----- RECORDS FOR THE TASK

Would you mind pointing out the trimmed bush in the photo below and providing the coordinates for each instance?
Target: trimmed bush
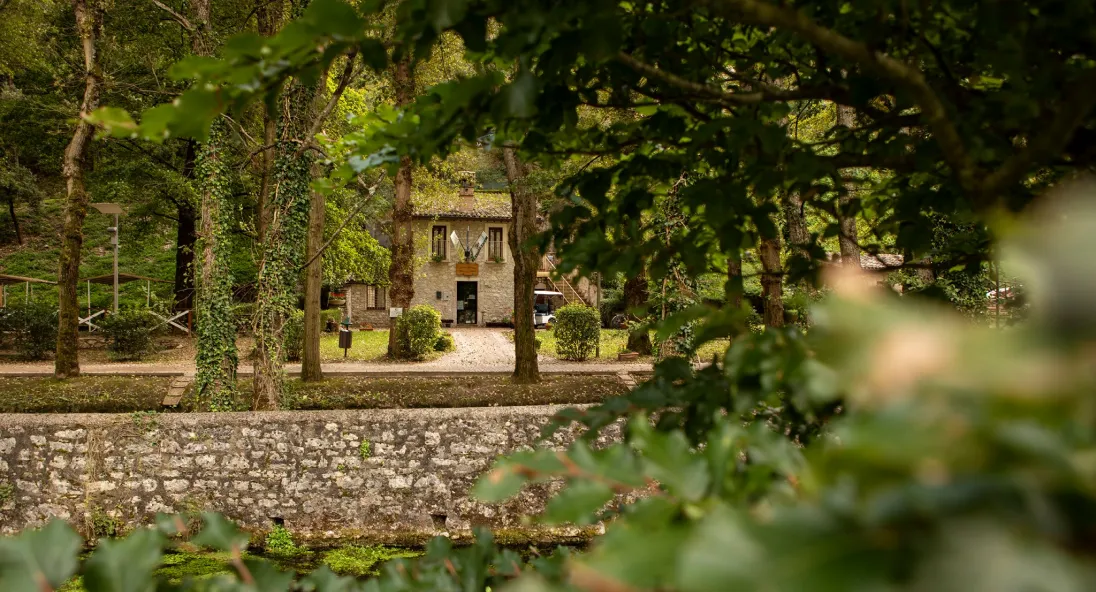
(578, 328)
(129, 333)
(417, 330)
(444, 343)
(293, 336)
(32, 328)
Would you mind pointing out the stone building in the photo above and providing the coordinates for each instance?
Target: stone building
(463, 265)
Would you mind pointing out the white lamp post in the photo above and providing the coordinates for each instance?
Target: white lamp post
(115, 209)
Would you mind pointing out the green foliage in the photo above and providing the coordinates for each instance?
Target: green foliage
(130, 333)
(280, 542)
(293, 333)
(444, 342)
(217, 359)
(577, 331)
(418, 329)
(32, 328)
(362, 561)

----------

* ASSIGNMENT:
What should appear is an exact copy of the lines from the one with "Target: white lamp post" through the end of the entries above, ends included, and no other text.

* PROBLEM SOLUTION:
Target: white lamp post
(115, 209)
Would you mind pointing out the green foliage in the photo above and providing the coordinates for each instance?
Target: green foliage
(130, 333)
(280, 542)
(293, 333)
(444, 342)
(217, 359)
(577, 331)
(418, 329)
(32, 328)
(362, 561)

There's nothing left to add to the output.